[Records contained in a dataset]
-*-

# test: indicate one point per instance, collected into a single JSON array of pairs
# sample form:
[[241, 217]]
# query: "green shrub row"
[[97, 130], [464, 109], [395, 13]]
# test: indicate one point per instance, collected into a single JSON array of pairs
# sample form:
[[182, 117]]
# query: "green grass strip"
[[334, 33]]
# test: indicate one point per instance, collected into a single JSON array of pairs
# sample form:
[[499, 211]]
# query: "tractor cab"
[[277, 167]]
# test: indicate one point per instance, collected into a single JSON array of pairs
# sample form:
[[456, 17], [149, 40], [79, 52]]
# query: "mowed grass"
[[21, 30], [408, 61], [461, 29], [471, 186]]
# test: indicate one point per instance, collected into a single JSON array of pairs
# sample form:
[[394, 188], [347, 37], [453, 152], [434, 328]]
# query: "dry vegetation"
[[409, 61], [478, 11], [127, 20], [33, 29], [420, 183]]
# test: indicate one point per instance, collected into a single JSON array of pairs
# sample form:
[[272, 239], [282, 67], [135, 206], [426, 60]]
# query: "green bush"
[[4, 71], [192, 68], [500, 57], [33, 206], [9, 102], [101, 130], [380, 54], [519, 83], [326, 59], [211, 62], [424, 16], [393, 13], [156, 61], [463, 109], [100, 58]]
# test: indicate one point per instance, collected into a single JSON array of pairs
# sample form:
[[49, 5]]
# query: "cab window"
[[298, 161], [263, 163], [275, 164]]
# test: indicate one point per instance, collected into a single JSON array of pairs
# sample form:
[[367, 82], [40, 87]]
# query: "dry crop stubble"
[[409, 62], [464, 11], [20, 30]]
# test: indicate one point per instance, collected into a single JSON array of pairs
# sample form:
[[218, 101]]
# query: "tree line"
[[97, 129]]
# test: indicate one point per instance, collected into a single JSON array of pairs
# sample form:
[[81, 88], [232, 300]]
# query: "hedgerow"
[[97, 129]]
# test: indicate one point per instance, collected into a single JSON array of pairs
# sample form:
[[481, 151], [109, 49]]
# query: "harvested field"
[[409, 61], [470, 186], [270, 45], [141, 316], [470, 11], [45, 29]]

-*-

Transcribe each entry word for word.

# test: indicate one point per instance, collected into a single JSON array of pairs
# sample form:
[[241, 217]]
# query: "green shrub row"
[[97, 130], [464, 109], [395, 13]]
# test: indicate one point per instance, collected into a single JSON array of pairs
# sample form:
[[182, 117]]
# query: "green grass strip"
[[334, 33]]
# test: indicate one point per instance, collected into a single JSON array of pairs
# sample form:
[[499, 211]]
# query: "tractor cab"
[[277, 167]]
# test: indicate one point per instance, collected into a single JSON array of pairs
# sample form:
[[456, 17], [149, 40], [79, 52]]
# query: "mowed grass"
[[21, 30], [408, 61], [461, 29], [471, 186]]
# test: indicate one point per instance, collected into a single JSON array of pairs
# sample form:
[[394, 188], [347, 37], [453, 152], [434, 328]]
# query: "dry vegetation"
[[409, 61], [478, 11], [127, 20], [33, 29], [420, 183]]
# test: indicate one point per instance, collected into a single JSON array of pairs
# sample form:
[[272, 239], [282, 67], [135, 206], [426, 60]]
# query: "green bush"
[[4, 71], [192, 68], [500, 57], [33, 206], [9, 102], [101, 130], [380, 54], [519, 83], [326, 59], [211, 62], [424, 16], [393, 13], [156, 61], [463, 109], [100, 58]]
# test: indicate one point per instance, collected into a single JSON array of pairs
# sample form:
[[49, 5]]
# query: "cab window"
[[298, 161], [263, 163], [275, 164]]
# test: indicate one point per instance, collected into a single JSON array of pairs
# sample form:
[[367, 82], [40, 87]]
# query: "dry crop stubble"
[[409, 62], [464, 11], [20, 30]]
# test: indicate one point per instance, collected into a single JSON array of pairs
# sample form:
[[218, 101]]
# query: "tree line"
[[97, 129]]
# test: indicate one point per instance, collected into a single JSON array of pairs
# sample form:
[[81, 88], [232, 300]]
# query: "hedgerow"
[[97, 129]]
# test: indicate one point per instance, collected into a single JSON array of pairs
# sample form:
[[481, 151], [109, 49]]
# query: "harvested field"
[[409, 61], [470, 186], [270, 45], [141, 316], [470, 11], [45, 29]]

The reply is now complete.